The task | Repeat each record below exactly, dropping the pictures.

BEGIN Source data

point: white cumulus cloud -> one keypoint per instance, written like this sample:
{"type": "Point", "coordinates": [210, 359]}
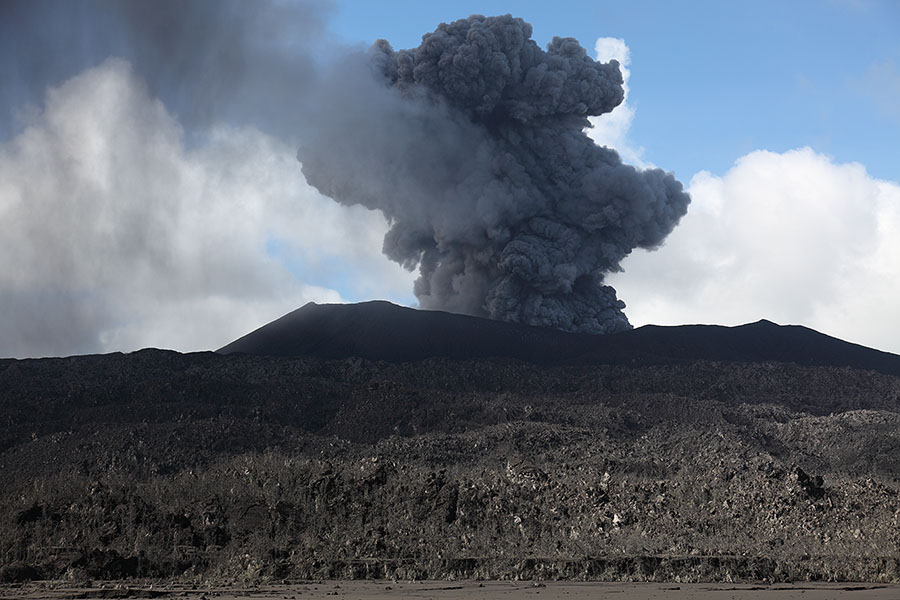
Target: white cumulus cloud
{"type": "Point", "coordinates": [116, 234]}
{"type": "Point", "coordinates": [611, 130]}
{"type": "Point", "coordinates": [791, 237]}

END Source data

Solved problem |
point: white cumulus cloud -> one keypoint per instance, written like this sample:
{"type": "Point", "coordinates": [210, 359]}
Target: white cumulus cloud
{"type": "Point", "coordinates": [116, 234]}
{"type": "Point", "coordinates": [611, 130]}
{"type": "Point", "coordinates": [791, 237]}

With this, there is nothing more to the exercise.